Plaintiff brings this action against Defendants in their individual capacities. He seeks monetary damages for the alleged violations of his constitutional rights. In their Motion for Summary Judgment, Defendants claim that Plaintiff has not made a valid claim for failure to protect and qualified immunity bars the claims against them.

ANALYSIS

Summary Judgment Standard

This Court may grant summary judgment only if, viewing the facts in a light most favorable to Plaintiff, movants demonstrate that there is no genuine issue of material fact and they are entitled to judgment as a matter of law. Woods v. Smith, 60 F.3d 1161, 1164 (5th Cir. 1995). If movants fail to discharge the burden of showing the absence of a genuine issue concerning any material fact, summary judgment must be denied. John v. Louisiana, 757 F.2d 698, 708 (5th Cir. 1985). The existence of an issue of material fact is a question of law that this Court must decide, and in making that decision, it must "draw inferences most favorable to the party opposing the motion, and take care that no party will be improperly deprived of a trial of disputed factual issues." Id at 712.

(Recorded data):
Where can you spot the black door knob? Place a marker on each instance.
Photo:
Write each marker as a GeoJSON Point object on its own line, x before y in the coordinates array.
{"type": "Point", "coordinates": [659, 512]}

(Directions):
1. In the court opinion excerpt, what must happen to a summary judgment motion if the movants fail to show that no genuine issue of material fact exists?
2. Shorten the paragraph of the court opinion excerpt that begins "This Court may grant summary judgment only if" into a brief list, keeping its main points.
3. Continue the court opinion excerpt after its final sentence.

(Responses in order):
1. Summary judgment must be denied.

2.
- Summary judgment may be granted only if, with the facts viewed most favorably to Plaintiff, movants show there is no genuine issue of material fact and they are entitled to judgment as a matter of law (Woods v. Smith).
- If movants do not meet that burden, summary judgment must be denied (John v. Louisiana).
- Whether an issue of material fact exists is a question of law for the Court.
- The Court must draw inferences most favorable to the opposing party and make sure no party is wrongly denied a trial of disputed facts.

3.
There, however, must be adequate proof in the record showing a real controversy regarding material facts. "Conclusory allegations, "[2] unsubstantiated assertions, [3] or the presence of a "scintilla of evidence, "[4] is not enough to create a real controversy regarding material facts. "[T]he mere existence of some alleged factual dispute between the parties will not defeat an otherwise properly supported motion for summary judgment; the requirement is that there be no genuine issue of material fact." Anderson v. Liberty Lobby, Inc., 477 U.S. 242, 247-48 (1986). In the absence of proof, the Court does not ...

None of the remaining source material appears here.